**Instructions for the task:** Nothing but the lines from the start of the entries through the line holding "positive clicks: (480, 40)" is to be repeated, exactly and with pictures excluded.

Entries provided START

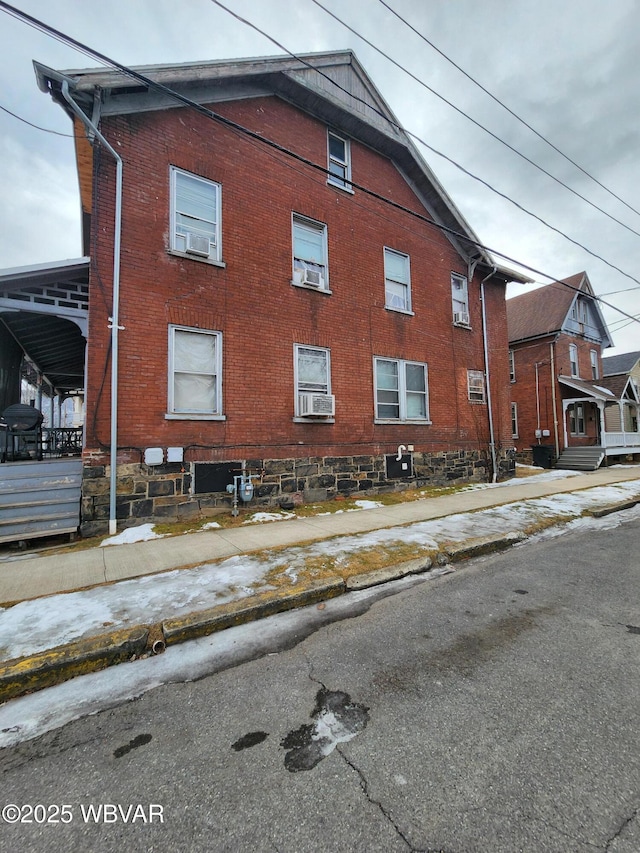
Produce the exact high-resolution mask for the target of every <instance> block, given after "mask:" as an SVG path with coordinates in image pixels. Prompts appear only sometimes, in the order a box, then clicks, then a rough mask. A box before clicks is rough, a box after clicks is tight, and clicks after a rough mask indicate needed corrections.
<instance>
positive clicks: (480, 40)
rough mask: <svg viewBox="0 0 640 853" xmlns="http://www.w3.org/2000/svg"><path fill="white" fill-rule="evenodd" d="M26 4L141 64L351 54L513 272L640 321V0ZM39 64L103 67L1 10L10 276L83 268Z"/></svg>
mask: <svg viewBox="0 0 640 853" xmlns="http://www.w3.org/2000/svg"><path fill="white" fill-rule="evenodd" d="M12 5H14V6H15V7H17V8H19V9H20V10H21V11H24V12H26V13H28V14H30V15H32V16H33V17H35V18H38V19H40V20H41V21H43V22H45V23H47V24H49V25H51V26H53V27H55V28H56V29H57V30H59V31H61V32H63V33H65V34H68V35H70V36H72V37H74V38H75V39H77V40H78V41H81V42H83V43H85V44H86V45H88V46H90V47H92V48H95V49H96V50H98V51H100V52H102V53H104V54H106V55H107V56H110V57H112V58H113V59H115V60H117V61H118V62H121V63H123V64H126V65H141V64H152V63H166V62H187V61H195V60H207V59H227V58H229V59H230V58H238V57H246V56H267V55H276V54H279V53H282V52H283V50H286V51H290V52H292V53H303V52H309V51H325V50H341V49H345V48H351V49H352V50H354V51H355V53H356V55H357V56H358V59H359V60H360V62H361V63H362V65H363V66H364V68H365V69H366V71H367V72H368V74H369V75H370V77H371V78H372V80H373V82H374V84H375V85H376V86H377V88H378V89H379V90H380V92H381V93H382V95H383V96H384V98H385V99H386V101H387V103H388V104H389V106H390V107H391V109H392V110H393V111H394V113H395V114H396V116H397V117H398V119H399V121H400V122H401V123H402V124H403V125H404V127H405V129H406V130H407V131H409V132H410V133H411V134H413V135H414V138H415V137H417V138H418V139H420V140H422V141H423V142H424V143H426V146H428V147H425V145H424V144H422V143H417V144H418V147H419V148H420V150H421V152H422V154H423V156H424V157H425V159H426V160H427V162H428V163H429V165H430V166H431V168H432V169H433V171H434V172H435V173H436V175H437V176H438V178H439V179H440V181H441V182H442V184H443V186H444V187H445V189H446V190H447V192H448V193H449V195H450V196H451V197H452V198H453V200H454V202H455V203H456V204H457V206H458V207H459V208H460V210H461V212H462V214H463V215H464V217H465V218H466V219H467V221H468V222H469V223H470V224H471V226H472V227H473V229H474V230H475V232H476V233H477V234H478V235H479V237H480V238H481V240H482V241H483V242H484V243H485V245H486V246H488V247H489V248H490V249H492V250H494V252H499V253H501V256H497V257H498V261H499V262H500V263H502V264H504V265H506V266H512V267H514V268H517V264H516V262H519V263H521V264H526V265H528V266H529V267H532V268H533V269H535V270H536V271H538V272H536V273H531V272H530V271H527V270H524V271H525V272H527V273H528V274H529V275H530V276H531V277H532V278H534V279H535V281H536V282H537V283H538V284H547V283H548V282H549V281H550V280H552V279H561V278H566V277H567V276H570V275H572V274H574V273H576V272H580V271H582V270H586V271H587V273H588V275H589V278H590V280H591V283H592V285H593V287H594V289H595V291H596V293H597V294H598V295H600V296H602V297H603V299H605V300H606V301H607V302H609V303H611V305H612V306H615V307H616V308H618V309H620V310H621V311H623V312H625V313H626V314H628V315H640V161H639V160H638V150H639V149H640V138H639V137H640V126H639V123H638V118H637V116H638V109H637V106H638V100H639V95H640V61H639V60H638V57H639V56H640V4H638V3H637V2H636V0H614V2H612V3H610V4H608V5H607V13H606V15H603V14H602V8H603V7H602V3H601V2H596V0H564V2H562V3H558V2H557V0H537V2H536V3H531V2H525V0H482V2H478V0H297V2H296V3H292V2H285V0H220V2H219V3H218V2H216V0H180V2H175V0H13V3H12ZM224 6H226V7H227V8H228V9H230V10H232V11H233V12H235V13H236V14H237V15H239V16H241V17H242V18H244V19H246V20H247V21H249V22H251V23H252V24H254V25H255V27H257V28H259V29H260V30H262V31H263V33H265V34H266V35H265V34H261V33H259V32H258V31H256V30H255V29H252V28H251V27H250V26H249V25H248V24H247V23H243V22H242V21H239V20H238V19H237V18H234V17H233V16H232V15H231V14H230V13H229V11H226V10H225V8H223V7H224ZM323 7H324V8H323ZM392 10H393V11H392ZM394 11H395V12H396V13H397V14H394ZM333 16H335V17H333ZM398 16H400V17H398ZM336 18H338V19H340V20H337V19H336ZM401 18H402V19H404V21H403V20H401ZM341 21H342V22H344V23H341ZM345 24H346V25H348V27H351V28H352V31H350V30H349V29H348V27H347V26H345ZM408 24H409V25H411V27H409V26H408ZM353 31H355V32H353ZM360 36H361V37H362V38H361V37H360ZM270 39H273V41H272V40H270ZM363 39H366V41H365V40H363ZM274 42H278V43H279V44H280V45H281V47H278V46H277V45H276V44H275V43H274ZM383 54H386V56H385V55H383ZM34 59H36V60H38V61H39V62H42V63H44V64H46V65H49V66H51V67H53V68H56V69H60V70H64V69H71V68H85V67H88V66H91V65H96V64H97V63H96V62H94V61H92V60H90V59H88V58H87V57H86V56H85V55H83V54H81V53H79V52H78V51H76V50H73V49H72V48H70V47H68V46H65V45H64V44H62V43H60V42H59V41H57V40H55V39H53V38H52V37H51V36H49V35H45V34H43V33H41V32H39V31H38V30H36V29H34V28H33V27H30V26H28V25H26V24H25V23H23V22H21V21H19V20H16V19H15V18H14V17H12V16H10V15H9V14H7V13H6V11H4V10H3V7H2V6H1V5H0V107H1V108H2V109H0V187H1V188H2V191H1V195H0V199H1V204H0V225H1V226H2V227H1V228H0V268H7V267H16V266H26V265H30V264H35V263H47V262H49V261H54V260H61V259H65V258H74V257H78V256H79V255H80V254H81V247H80V203H79V198H78V185H77V178H76V172H75V167H74V157H73V143H72V140H71V139H70V138H69V137H68V136H67V135H68V134H69V133H70V121H69V119H68V118H67V117H66V115H65V114H64V113H63V111H62V110H61V109H60V108H59V107H56V106H55V105H54V104H53V102H52V101H51V100H50V98H49V97H48V96H47V95H44V94H42V93H41V92H40V91H39V90H38V88H37V85H36V82H35V75H34V72H33V66H32V60H34ZM453 63H455V65H457V66H459V69H462V71H460V70H459V69H458V68H456V67H455V66H454V64H453ZM462 72H465V73H462ZM474 81H476V82H474ZM478 83H479V84H481V86H482V87H483V88H480V87H479V86H478V85H477V84H478ZM483 89H484V91H483ZM487 92H488V93H490V94H487ZM491 96H493V97H491ZM498 101H500V102H501V103H502V104H504V105H505V106H506V107H508V108H509V110H510V112H509V111H507V110H506V109H505V107H504V106H501V105H500V103H498ZM6 110H9V111H10V112H11V113H14V114H15V115H17V116H20V118H21V119H23V120H24V121H20V120H19V119H17V118H15V117H14V116H12V115H10V114H9V113H8V112H6ZM514 114H515V115H514ZM25 121H26V122H31V123H32V124H34V125H38V126H39V127H41V128H45V129H47V130H49V131H55V132H56V133H55V134H54V133H51V132H44V131H43V130H39V129H36V128H34V127H31V126H29V125H28V124H25V123H24V122H25ZM526 125H529V127H527V126H526ZM483 128H484V129H483ZM529 128H533V131H535V132H533V131H532V130H531V129H529ZM487 131H489V132H487ZM56 134H62V135H56ZM504 143H506V145H505V144H504ZM548 143H552V145H553V146H554V147H552V145H550V144H548ZM507 146H509V147H507ZM513 149H515V151H514V150H513ZM516 152H519V153H516ZM441 155H446V158H449V159H445V157H443V156H441ZM451 161H454V162H451ZM528 161H532V162H533V164H536V165H533V164H532V163H531V162H528ZM570 161H573V163H572V162H570ZM574 164H577V166H576V165H574ZM536 166H537V167H539V168H537V167H536ZM542 170H544V171H542ZM545 172H546V173H549V174H545ZM472 175H473V176H475V177H472ZM551 176H553V177H551ZM477 179H480V180H477ZM563 185H564V186H563ZM496 191H497V192H496ZM505 197H507V198H505ZM514 202H515V204H514ZM523 208H524V210H523ZM531 214H533V215H531ZM559 232H561V233H559ZM507 258H509V259H513V260H507ZM545 276H547V277H545ZM521 291H522V287H521V286H517V287H516V286H511V288H510V290H509V295H515V294H516V293H517V292H521ZM602 309H603V314H604V317H605V320H606V322H607V323H608V325H609V329H610V332H611V335H612V337H613V341H614V344H615V348H614V349H612V350H609V351H608V352H607V354H608V355H613V354H617V353H622V352H626V351H629V350H637V349H640V324H638V323H637V322H632V321H630V320H629V319H628V317H625V316H624V315H623V314H621V313H619V312H618V311H616V310H614V308H612V307H608V306H606V305H602Z"/></svg>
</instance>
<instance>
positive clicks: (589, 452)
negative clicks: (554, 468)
mask: <svg viewBox="0 0 640 853" xmlns="http://www.w3.org/2000/svg"><path fill="white" fill-rule="evenodd" d="M604 457H605V452H604V449H603V448H602V447H567V448H566V449H565V450H563V451H562V453H561V454H560V456H559V457H558V461H557V462H556V468H563V469H565V470H569V471H595V470H596V469H597V468H599V467H600V465H601V463H602V460H603V459H604Z"/></svg>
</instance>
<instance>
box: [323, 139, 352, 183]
mask: <svg viewBox="0 0 640 853" xmlns="http://www.w3.org/2000/svg"><path fill="white" fill-rule="evenodd" d="M332 136H334V137H335V138H336V139H339V140H340V141H341V142H343V143H344V153H345V160H338V159H337V158H336V157H332V156H331V147H330V146H331V137H332ZM332 162H335V163H339V164H340V165H341V166H344V167H345V171H346V175H347V177H346V180H345V181H344V182H343V181H342V180H341V179H340V178H338V177H336V176H335V175H332V174H331V172H330V171H329V170H330V167H331V163H332ZM327 183H328V184H329V186H332V187H335V188H336V189H338V190H344V191H345V192H348V193H351V194H352V195H353V187H352V186H351V140H350V139H347V138H346V137H344V136H342V134H340V133H336V132H335V131H333V130H330V129H327Z"/></svg>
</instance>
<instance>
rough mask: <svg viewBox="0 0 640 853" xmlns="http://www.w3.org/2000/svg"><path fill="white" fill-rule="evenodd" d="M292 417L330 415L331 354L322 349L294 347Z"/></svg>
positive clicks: (302, 344)
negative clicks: (293, 386)
mask: <svg viewBox="0 0 640 853" xmlns="http://www.w3.org/2000/svg"><path fill="white" fill-rule="evenodd" d="M293 349H294V380H295V414H296V417H301V416H303V415H306V414H310V413H311V414H316V415H321V416H325V417H326V416H330V415H332V414H333V402H332V397H331V353H330V351H329V350H328V349H324V348H323V347H308V346H304V345H303V344H294V348H293ZM317 397H321V398H323V397H326V398H327V399H326V400H323V399H320V400H316V399H314V398H317Z"/></svg>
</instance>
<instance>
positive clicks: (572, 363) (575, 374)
mask: <svg viewBox="0 0 640 853" xmlns="http://www.w3.org/2000/svg"><path fill="white" fill-rule="evenodd" d="M569 362H570V364H571V375H572V376H580V374H579V372H578V347H577V346H576V345H575V344H569Z"/></svg>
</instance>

Entries provided END

**Exercise response:**
Produce the exact high-resolution mask for the target of every <instance> block, given after "mask:" as an SVG path with coordinates in image pixels. Prompts appear only sometimes, in the order a box, then clicks, then a rough mask. A box before clicks is rough, a box after clicks is tight, and clicks after a rough mask indicate needed corrections.
<instance>
positive clicks: (480, 40)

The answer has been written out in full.